**Work to complete:** Print all entries precisely as they are written.

**Saved entries:**
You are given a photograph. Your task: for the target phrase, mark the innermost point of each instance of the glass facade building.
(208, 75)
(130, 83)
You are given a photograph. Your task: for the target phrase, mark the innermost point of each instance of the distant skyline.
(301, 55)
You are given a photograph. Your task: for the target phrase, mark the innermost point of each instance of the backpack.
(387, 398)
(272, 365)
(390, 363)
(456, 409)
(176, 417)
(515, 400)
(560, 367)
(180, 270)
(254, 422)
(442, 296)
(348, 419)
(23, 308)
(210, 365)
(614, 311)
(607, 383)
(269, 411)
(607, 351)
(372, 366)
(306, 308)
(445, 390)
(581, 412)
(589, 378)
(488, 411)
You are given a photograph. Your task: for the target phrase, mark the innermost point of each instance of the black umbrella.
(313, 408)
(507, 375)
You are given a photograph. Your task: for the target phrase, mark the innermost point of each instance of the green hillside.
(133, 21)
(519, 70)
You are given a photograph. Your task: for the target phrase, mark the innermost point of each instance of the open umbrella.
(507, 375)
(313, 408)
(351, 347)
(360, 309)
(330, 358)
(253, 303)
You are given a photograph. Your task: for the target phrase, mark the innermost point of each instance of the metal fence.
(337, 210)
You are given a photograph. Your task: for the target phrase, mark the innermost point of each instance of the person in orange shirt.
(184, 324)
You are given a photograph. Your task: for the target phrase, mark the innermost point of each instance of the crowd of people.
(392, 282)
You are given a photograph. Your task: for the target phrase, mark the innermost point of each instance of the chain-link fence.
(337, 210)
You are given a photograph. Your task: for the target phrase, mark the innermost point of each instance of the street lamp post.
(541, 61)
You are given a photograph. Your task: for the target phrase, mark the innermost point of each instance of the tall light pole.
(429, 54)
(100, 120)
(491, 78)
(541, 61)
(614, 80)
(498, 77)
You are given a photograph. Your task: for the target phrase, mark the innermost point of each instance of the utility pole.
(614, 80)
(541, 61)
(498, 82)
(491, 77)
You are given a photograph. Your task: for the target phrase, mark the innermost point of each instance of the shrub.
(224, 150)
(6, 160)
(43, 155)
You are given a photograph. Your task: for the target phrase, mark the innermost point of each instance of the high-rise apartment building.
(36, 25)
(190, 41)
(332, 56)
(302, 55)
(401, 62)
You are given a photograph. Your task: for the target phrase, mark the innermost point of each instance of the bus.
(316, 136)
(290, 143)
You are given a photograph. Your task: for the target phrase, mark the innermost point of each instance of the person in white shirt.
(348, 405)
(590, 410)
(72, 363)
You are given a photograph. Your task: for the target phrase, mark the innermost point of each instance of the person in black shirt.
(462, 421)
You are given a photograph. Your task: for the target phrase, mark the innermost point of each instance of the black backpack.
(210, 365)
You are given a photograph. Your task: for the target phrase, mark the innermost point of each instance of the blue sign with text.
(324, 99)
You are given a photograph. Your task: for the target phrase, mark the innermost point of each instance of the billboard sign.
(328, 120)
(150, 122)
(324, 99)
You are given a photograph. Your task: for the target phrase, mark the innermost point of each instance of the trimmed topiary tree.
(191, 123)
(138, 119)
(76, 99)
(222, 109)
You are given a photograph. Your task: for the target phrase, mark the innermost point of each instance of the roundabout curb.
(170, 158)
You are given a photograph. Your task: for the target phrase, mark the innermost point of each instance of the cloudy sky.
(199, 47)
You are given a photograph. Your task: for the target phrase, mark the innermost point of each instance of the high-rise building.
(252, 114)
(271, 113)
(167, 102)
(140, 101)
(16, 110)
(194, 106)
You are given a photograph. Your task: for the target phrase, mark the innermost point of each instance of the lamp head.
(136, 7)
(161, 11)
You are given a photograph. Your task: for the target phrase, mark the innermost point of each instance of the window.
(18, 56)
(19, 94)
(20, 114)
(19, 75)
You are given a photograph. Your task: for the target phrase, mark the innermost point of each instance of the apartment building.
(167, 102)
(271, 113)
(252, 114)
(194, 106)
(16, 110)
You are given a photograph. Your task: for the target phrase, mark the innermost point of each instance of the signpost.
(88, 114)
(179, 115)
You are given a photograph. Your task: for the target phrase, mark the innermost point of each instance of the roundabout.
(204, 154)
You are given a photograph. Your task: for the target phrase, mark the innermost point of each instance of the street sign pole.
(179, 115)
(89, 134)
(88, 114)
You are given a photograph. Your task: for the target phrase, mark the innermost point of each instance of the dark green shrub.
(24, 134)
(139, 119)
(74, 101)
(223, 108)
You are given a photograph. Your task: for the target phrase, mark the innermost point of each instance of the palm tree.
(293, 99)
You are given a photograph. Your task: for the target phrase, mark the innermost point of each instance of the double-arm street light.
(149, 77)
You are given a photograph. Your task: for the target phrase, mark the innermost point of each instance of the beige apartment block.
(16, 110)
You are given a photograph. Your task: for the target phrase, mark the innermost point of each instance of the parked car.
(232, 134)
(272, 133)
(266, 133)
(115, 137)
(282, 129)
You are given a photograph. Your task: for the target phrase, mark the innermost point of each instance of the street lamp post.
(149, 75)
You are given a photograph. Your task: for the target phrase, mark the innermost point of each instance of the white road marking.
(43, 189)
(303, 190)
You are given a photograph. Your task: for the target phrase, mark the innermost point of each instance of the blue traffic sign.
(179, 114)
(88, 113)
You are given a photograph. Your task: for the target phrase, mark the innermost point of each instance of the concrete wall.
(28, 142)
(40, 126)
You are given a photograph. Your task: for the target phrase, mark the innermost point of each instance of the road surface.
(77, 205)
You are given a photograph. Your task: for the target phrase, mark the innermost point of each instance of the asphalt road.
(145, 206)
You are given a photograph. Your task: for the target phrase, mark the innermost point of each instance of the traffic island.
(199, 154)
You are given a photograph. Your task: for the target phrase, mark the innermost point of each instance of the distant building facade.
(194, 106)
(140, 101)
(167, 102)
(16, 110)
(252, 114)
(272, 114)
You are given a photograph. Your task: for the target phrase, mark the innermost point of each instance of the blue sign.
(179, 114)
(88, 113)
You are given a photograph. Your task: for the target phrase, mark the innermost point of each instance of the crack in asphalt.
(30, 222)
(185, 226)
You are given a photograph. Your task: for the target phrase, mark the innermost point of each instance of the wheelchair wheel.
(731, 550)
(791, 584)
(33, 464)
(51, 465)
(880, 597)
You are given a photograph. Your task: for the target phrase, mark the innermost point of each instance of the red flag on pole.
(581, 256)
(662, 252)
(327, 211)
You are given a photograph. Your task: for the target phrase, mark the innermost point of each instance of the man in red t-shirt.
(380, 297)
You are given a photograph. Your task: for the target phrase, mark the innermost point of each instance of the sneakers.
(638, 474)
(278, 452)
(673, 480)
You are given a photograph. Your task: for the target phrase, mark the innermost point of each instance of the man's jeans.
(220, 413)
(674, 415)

**Reply:**
You are given a photograph. Your task: for the target phrase, mark the innermost point of each instance of the glass facade building.
(208, 75)
(130, 83)
You are given a photograph. Your task: for the target phrase, mark the innermost point of each instance of the distant skyline.
(301, 55)
You are given a photograph. Your task: for the target phrase, mark the innermost point of each instance of the backpack.
(387, 398)
(272, 365)
(390, 363)
(456, 409)
(176, 417)
(515, 400)
(560, 367)
(180, 270)
(254, 422)
(442, 296)
(348, 419)
(23, 308)
(210, 365)
(614, 311)
(607, 383)
(269, 411)
(607, 351)
(372, 366)
(306, 308)
(445, 390)
(581, 412)
(589, 378)
(488, 411)
You are given a photograph. Your task: for the target phrase, mark the innermost point of each instance of the black umbrella.
(313, 408)
(507, 375)
You are given a photograph. Your task: for the target phrase, mark the innermost point of each instance of the green hillside.
(133, 21)
(519, 70)
You are given a photograph. Your task: for the target phrase, mark the innermost point of each instance of the open umbrella.
(507, 375)
(313, 408)
(351, 347)
(360, 309)
(330, 358)
(253, 303)
You are given a photograph. Your task: for the target phrase, mark the innermost point of each instance of the metal fence.
(337, 210)
You are given a photograph. Your task: for the target phrase, mark the innermost point of each instance of the person in orange shirt.
(184, 324)
You are given a photograph. Your task: for the target phrase, mark the innermost point of each instance of the crowd of people.
(392, 282)
You are given a photograph. Your task: for the target phrase, mark the innermost point of each instance of the chain-link fence.
(337, 210)
You are given a photograph. Your task: for the target phrase, mark the innermost point of each instance of the street lamp post.
(541, 61)
You are given a photograph. Your task: for the target phrase, mark the innermost point of each instance of the tall light pole.
(429, 54)
(100, 120)
(491, 78)
(541, 61)
(614, 80)
(498, 77)
You are given a photograph. Your task: for the target phrase, mark the innermost point of each instance of the utility pole.
(614, 80)
(541, 61)
(498, 82)
(491, 77)
You are given a photograph. Your task: for the target phrase, mark the innermost point of each instance of the shrub.
(224, 150)
(6, 160)
(43, 155)
You are given a photograph. Your task: for the target phrase, mark the innermost point of each instance of the high-rise apartment building.
(36, 25)
(190, 41)
(332, 56)
(302, 55)
(401, 62)
You are given a photograph. Your task: for the target phrase, mark the innermost point of each instance of the bus.
(316, 136)
(290, 143)
You are given a photograph. Your task: for the target phrase, mark the innermost point of each instance of the person in white shirt.
(348, 405)
(590, 410)
(72, 363)
You are given a photograph. Your task: for the target phrase, mark the innermost point of each instance of the person in black shirt.
(462, 421)
You are given a photograph. Your task: for the target phrase, mark the innermost point of each instance of the black backpack.
(210, 365)
You are given a photograph. Your task: for the target phrase, mark the innermost point of each instance of the blue sign with text.
(324, 99)
You are given a photograph. Your task: for the target phrase, mark the innermost point of each instance of the billboard sign.
(328, 120)
(150, 122)
(324, 99)
You are given a photograph. Your task: for the target phrase, mark the innermost point of each instance of the trimmed topiary tree.
(191, 123)
(138, 119)
(76, 99)
(222, 109)
You are given a photograph. Your task: for the target phrase, mark the innermost point of each instance of the roundabout curb.
(170, 158)
You are given a photograph. Your task: for the target phrase, mark the innermost point of each instance of the cloudy sky.
(199, 47)
You are given a photograph. Your task: for the target phrase, mark the innermost point of each instance of the high-rise building.
(252, 114)
(271, 113)
(167, 102)
(140, 101)
(16, 110)
(194, 106)
You are given a photograph. Your task: for the target phrase, mark the innermost point of each instance of the lamp head.
(136, 7)
(161, 11)
You are given a photograph. Your task: for the target phrase, mark the innermost point of each instance of the window.
(18, 56)
(19, 94)
(20, 114)
(19, 75)
You are given a photograph. Your task: for the target phrase, mark the innermost point of each instance of the apartment building.
(167, 102)
(271, 113)
(252, 114)
(194, 106)
(16, 110)
You are given a photograph. Your task: for the target phrase, mark the innermost point of each instance of the signpost.
(88, 114)
(179, 115)
You are given a photograph. Your task: for the target phrase, mark the innermost point of each instance of the roundabout.
(204, 154)
You are given a photograph. Your task: for the target phrase, mark the innermost point of each instance of the street sign pole.
(179, 115)
(89, 134)
(88, 114)
You are given a photograph. Your task: for the target phrase, mark the innermost point of each instance of the dark green shrub.
(24, 134)
(139, 119)
(74, 101)
(223, 108)
You are given a photograph. Your task: for the target phrase, mark the innermost point of each instance of the palm tree.
(293, 99)
You are given a photograph. Your task: for the target phrase, mark the innermost point of each instance of the double-arm street light.
(149, 77)
You are given a photograph. Your task: for the target phrase, mark the innermost point of each instance of the beige apartment block.
(16, 110)
You are given a photograph. Your task: for the target phrase, mark the innermost point of each instance of the parked car.
(232, 134)
(272, 133)
(266, 133)
(115, 137)
(282, 129)
You are given a photograph. Your task: for the target phrase, mark the innermost point of each instance of the street lamp post.
(149, 75)
You are given a photograph. Your task: for the target phrase, mark the innermost point of each instance of the white road marking.
(43, 189)
(303, 190)
You are given a photograph. Your task: for the target phrase, mark the innermost point of each instance of the blue traffic sign.
(179, 114)
(88, 113)
You are given a photograph. Your task: for the target phrase, mark the innermost point of each instance of the concrete wall.
(28, 142)
(40, 126)
You are given a photograph. Your task: for the target phrase, mark the innermost point of each instance of the road surface.
(77, 205)
You are given a photograph. Your task: for the target phrase, mark the innermost point of each instance of the asphalt road.
(145, 206)
You are given a photograph. Your task: for the target phrase, mark the innermost point of each instance of the traffic island.
(199, 154)
You are given a photograph. Your task: for the target phrase, mark the innermost point of each instance of the distant building facade.
(194, 106)
(140, 101)
(167, 102)
(16, 110)
(252, 114)
(272, 114)
You are given a photograph. Your task: for the target phrase, mark the innermost point of each instance of the blue sign.
(179, 114)
(88, 113)
You are given a photograph. Your task: for the target phrase, mark the innermost point of each instance of the crack in asphalt.
(30, 222)
(185, 226)
You are given a photograph. Your task: for the target phrase, mark the innermost point of each instance of the wheelchair wheel.
(731, 550)
(791, 584)
(33, 464)
(51, 465)
(880, 597)
You are given a photograph. Your task: for the target phrase, mark the innermost point of each instance of the red flag on pole.
(581, 256)
(662, 252)
(327, 211)
You are given a photograph. Your task: for the target phrase, mark the innermost point of each instance of the man in red t-shirt.
(380, 297)
You are given a photograph. Your task: for the target phrase, mark the innermost point of each instance of the sneakers.
(638, 474)
(278, 452)
(673, 480)
You are given a photograph. Your task: for the target phrase, mark the innermost point of each instance of the man's jeans.
(220, 413)
(674, 415)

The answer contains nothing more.